Objective: Reproduce all of the data below word for word, keeping every line unchanged.

Materials provided:

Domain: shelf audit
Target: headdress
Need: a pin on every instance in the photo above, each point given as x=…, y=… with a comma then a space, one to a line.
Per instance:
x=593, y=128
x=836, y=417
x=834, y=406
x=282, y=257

Expected answer:
Domain: shelf audit
Target: headdress
Need: a pin on every instance in the photo above, each point given as x=…, y=… with a comma then a space, one to a line.
Per instance:
x=593, y=128
x=836, y=417
x=834, y=406
x=282, y=257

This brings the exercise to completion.